## TEXT BLOCK:
Womens health Maternity
Before you plan to fall pregnant it can be helpful to understand your cycle and the best time to conceive a baby. Obstetrician and Gynaecologist Dr Joo Teoh explains the natural process of ovulation and conception.

The timing of ovulation can differ from individual to individual and may also change slightly from month to month even for the same person. Ovulation typically occurs at day 14 in a 28-day period known as your cycle. Your cycle commences on the first day of your menstrual bleed and concludes on the day before your next period. 

During ovulation usually one, sometimes more, eggs are released from one of   the ovaries. While the egg survives for only 24 hours after ovulation, sperm can survive in a woman’s reproductive tract for up to seven days. Once in the women’s reproductive track only a single sperm can fertilise an egg. This often takes place in the fallopian tube before the egg reaches the uterus. 

Taking all these factors into account, the most fertile period is usually at ovulation and a few days before. 

How do you know when you are ovulating?

Over time many women become familiar with their cycles and may be familiar with the sensations that they are ovulating. These may include:

  • Cramps or prickling sensations on one side of your abdomen (stomach) and some can even tell the side that they have ovulated in a particular cycle
  • Changes in vaginal discharge.

Other ways you can determine if you are ovulating:

  • Mobile apps that track your symptoms throughout your cycle.
  • Using over-the-counter luteinising hormone (LH) test sticks that identify your timing of ovulation. 
  • Some doctors or clinics use ultrasounds and hormonal blood tests to track a cycle and keep you informed about the timing of ovulation more precisely.
  • Women with very irregular cycles may not be ovulating regularly and may need specialist review to achieve regular ovulations to improve the chance of conceiving. 

Do I need to track my cycle?

  • Home ovulation tests and apps have not been proven to help the majority to conceive quicker. They can be useful for some, but not for all individuals trying to conceive. 
  • It is advisable for couples to have intercourse every two-to-three days, starting at the beginning of the second week of the menstrual cycle, and up to one week before menstruation begins. The fertile period usually falls within this window.

Before trying to conceive it is advisable to stop drinking alcohol, smoking and optimise your health and wellbeing by:

  1. taking folic acid supplementation – this is recommended for all women planning a pregnancy to reduce a number of risks in regards to early fetal development
  2. having a discussion with your General Practitioner (GP) regarding your medical history, routine tests and vaccinations
  3. for women on long term medication it is important that you do not change or stop these without your GP’s / Specialists input and support

Try not to be too disappointed if you do not conceive immediately, even without any medical concern it can be normal to take up to 12 months or longer to conceive naturally.

## PROVIDED RECORDS:
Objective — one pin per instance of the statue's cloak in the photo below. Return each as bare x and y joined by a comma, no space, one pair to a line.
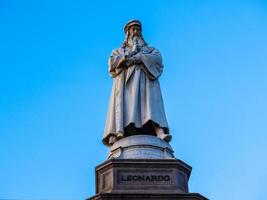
136,96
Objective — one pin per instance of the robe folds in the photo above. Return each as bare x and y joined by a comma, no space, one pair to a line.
136,96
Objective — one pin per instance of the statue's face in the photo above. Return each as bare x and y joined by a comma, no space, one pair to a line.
135,30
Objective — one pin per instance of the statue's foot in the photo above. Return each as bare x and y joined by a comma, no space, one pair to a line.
112,139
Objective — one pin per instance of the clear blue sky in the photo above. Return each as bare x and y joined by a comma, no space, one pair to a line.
54,92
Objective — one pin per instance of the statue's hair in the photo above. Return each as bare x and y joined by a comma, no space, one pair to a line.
127,35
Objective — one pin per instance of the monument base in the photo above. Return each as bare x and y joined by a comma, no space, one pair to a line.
138,196
143,179
143,167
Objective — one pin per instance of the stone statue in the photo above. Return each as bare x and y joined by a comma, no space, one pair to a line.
136,105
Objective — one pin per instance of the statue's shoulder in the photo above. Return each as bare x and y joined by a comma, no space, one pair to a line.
149,49
117,51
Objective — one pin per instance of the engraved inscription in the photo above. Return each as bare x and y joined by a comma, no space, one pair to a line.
146,178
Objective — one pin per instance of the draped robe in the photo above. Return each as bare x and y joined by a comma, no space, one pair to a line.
136,96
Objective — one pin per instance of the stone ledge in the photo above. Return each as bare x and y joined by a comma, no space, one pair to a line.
139,196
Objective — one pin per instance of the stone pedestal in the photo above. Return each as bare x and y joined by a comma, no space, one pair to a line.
143,167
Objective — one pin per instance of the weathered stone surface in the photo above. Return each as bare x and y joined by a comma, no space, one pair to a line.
155,196
141,147
142,176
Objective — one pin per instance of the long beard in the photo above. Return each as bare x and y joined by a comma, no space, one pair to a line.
136,40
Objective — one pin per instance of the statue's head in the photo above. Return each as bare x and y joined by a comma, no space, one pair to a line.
133,34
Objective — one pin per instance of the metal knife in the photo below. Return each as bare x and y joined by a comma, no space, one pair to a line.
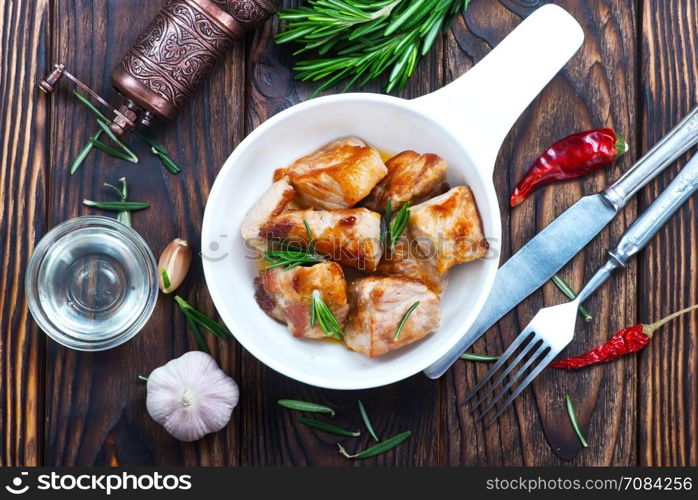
564,237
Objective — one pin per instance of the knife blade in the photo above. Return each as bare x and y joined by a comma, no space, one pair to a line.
546,253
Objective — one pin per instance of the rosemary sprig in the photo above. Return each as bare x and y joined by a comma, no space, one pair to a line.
575,422
309,234
471,356
126,153
297,405
124,216
356,41
130,155
567,290
386,445
199,319
165,279
404,320
322,314
367,421
289,256
395,226
117,206
327,427
385,221
90,106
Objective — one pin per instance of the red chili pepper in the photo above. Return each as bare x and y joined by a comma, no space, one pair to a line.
574,156
628,340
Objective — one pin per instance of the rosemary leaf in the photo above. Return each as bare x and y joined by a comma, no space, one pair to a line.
82,154
104,125
575,422
385,222
367,421
200,341
117,206
151,142
355,42
566,289
309,234
471,356
404,320
124,216
297,405
378,449
327,427
111,151
165,279
398,224
90,106
324,316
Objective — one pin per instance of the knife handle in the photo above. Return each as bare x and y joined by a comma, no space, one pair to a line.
682,137
646,226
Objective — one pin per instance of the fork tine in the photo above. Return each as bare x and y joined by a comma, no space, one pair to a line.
544,362
527,348
514,378
502,359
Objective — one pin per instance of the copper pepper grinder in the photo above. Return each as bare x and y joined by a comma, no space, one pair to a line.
163,68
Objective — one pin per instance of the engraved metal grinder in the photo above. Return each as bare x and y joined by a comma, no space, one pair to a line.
169,60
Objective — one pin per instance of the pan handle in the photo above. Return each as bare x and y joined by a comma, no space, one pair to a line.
481,106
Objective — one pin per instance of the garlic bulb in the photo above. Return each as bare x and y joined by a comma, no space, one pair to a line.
174,263
191,397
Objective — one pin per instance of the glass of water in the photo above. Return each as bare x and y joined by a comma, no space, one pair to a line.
91,283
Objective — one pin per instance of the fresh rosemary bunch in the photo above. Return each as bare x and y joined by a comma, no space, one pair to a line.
356,42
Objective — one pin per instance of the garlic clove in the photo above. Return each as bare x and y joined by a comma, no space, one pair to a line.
191,396
175,260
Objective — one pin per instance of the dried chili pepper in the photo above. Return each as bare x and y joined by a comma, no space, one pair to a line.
574,156
625,341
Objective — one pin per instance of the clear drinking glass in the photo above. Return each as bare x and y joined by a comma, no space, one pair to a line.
91,283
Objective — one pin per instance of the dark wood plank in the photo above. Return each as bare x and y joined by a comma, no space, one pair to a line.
272,436
667,377
96,408
595,89
24,161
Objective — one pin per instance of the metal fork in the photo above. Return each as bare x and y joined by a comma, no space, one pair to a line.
552,328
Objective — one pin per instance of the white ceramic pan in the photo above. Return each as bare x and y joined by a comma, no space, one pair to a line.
464,122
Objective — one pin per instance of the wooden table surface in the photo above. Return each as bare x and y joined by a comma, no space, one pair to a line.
636,72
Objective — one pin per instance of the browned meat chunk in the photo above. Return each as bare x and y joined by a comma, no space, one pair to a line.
449,228
286,295
406,259
411,177
351,236
378,304
337,175
271,203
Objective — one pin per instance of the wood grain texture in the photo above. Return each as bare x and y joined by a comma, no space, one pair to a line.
24,44
273,436
595,89
96,409
668,376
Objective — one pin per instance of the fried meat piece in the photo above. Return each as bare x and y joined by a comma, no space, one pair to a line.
377,305
449,228
338,175
411,177
285,295
351,236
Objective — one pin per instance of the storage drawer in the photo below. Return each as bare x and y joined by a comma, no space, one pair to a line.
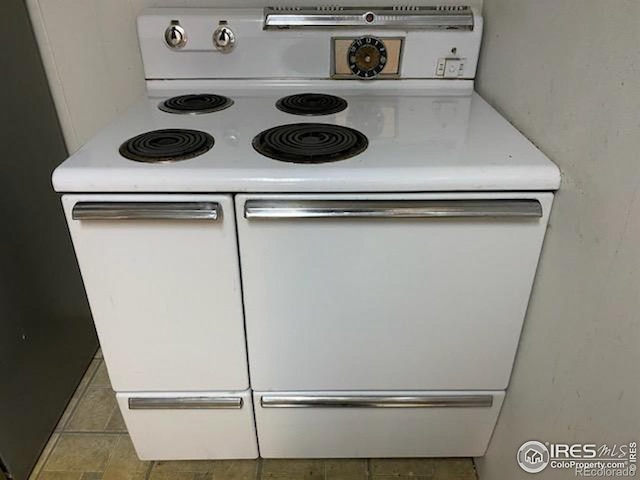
375,424
190,425
163,281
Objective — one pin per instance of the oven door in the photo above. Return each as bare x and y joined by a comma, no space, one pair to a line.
163,281
387,292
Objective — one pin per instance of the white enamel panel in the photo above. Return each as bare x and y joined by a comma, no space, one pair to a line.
421,138
282,53
386,304
197,434
165,296
375,432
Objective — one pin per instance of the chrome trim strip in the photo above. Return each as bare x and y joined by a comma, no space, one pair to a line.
376,401
184,403
146,211
416,17
274,209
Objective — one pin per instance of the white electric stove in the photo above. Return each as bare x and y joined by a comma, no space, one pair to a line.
312,238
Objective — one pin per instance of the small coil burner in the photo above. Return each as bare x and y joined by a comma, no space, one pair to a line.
165,146
310,143
311,104
195,104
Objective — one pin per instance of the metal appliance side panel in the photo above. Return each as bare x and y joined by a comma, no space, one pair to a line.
164,292
388,302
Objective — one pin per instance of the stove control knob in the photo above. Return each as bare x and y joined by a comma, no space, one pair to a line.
367,56
223,38
175,36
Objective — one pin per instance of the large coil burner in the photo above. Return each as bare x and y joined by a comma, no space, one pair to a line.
310,143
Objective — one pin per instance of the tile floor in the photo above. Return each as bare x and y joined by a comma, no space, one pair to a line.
91,443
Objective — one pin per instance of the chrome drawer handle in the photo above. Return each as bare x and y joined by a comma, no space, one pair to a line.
376,401
390,208
146,211
184,403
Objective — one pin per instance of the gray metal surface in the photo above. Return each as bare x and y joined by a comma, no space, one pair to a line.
47,338
146,211
184,403
390,208
376,401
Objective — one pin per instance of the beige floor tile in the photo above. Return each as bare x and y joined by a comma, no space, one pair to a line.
403,466
60,476
101,378
124,457
48,448
345,469
401,477
116,422
117,474
91,476
81,453
169,475
184,466
93,411
77,395
454,469
292,469
235,470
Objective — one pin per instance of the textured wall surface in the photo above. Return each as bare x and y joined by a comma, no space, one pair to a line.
567,74
90,52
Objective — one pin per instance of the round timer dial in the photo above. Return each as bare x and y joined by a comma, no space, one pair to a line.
367,56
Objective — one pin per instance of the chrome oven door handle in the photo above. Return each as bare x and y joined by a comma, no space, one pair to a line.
146,211
376,401
280,209
184,403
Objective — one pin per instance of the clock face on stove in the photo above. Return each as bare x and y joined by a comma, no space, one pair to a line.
367,56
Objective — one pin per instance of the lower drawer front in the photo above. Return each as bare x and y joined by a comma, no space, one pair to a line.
375,424
190,425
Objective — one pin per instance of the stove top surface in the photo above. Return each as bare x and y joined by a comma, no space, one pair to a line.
409,137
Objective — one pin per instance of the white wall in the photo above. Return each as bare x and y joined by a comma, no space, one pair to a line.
567,74
91,56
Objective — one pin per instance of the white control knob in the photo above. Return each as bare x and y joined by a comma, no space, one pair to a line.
223,38
175,36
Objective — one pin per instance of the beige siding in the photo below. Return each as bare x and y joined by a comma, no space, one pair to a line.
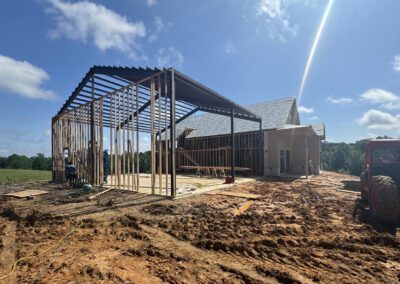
272,143
298,142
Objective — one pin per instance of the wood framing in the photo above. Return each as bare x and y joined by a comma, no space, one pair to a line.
114,108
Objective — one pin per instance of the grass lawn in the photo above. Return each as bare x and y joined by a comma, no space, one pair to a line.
10,176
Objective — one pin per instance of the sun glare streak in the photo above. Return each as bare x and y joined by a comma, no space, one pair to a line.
313,49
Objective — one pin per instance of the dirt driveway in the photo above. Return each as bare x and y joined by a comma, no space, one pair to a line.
279,231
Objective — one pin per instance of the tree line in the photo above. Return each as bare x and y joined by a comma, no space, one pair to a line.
345,157
40,162
338,157
37,162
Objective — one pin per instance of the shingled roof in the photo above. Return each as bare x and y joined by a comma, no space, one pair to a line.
274,115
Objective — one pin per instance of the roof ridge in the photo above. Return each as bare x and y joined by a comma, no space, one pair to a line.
291,98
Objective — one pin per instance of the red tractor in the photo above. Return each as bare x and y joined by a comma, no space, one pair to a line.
380,179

## TASK BRIEF:
Extract the passage of the ovulation text between "Taking all these" and "in vaginal discharge.", inclusive, copying it word for word.

## COMPLETED EXERCISE:
Taking all these factors into account, the most fertile period is usually at ovulation and a few days before. 

How do you know when you are ovulating?

Over time many women become familiar with their cycles and may be familiar with the sensations that they are ovulating. These may include:

  • Cramps or prickling sensations on one side of your abdomen (stomach) and some can even tell the side that they have ovulated in a particular cycle
  • Changes in vaginal discharge.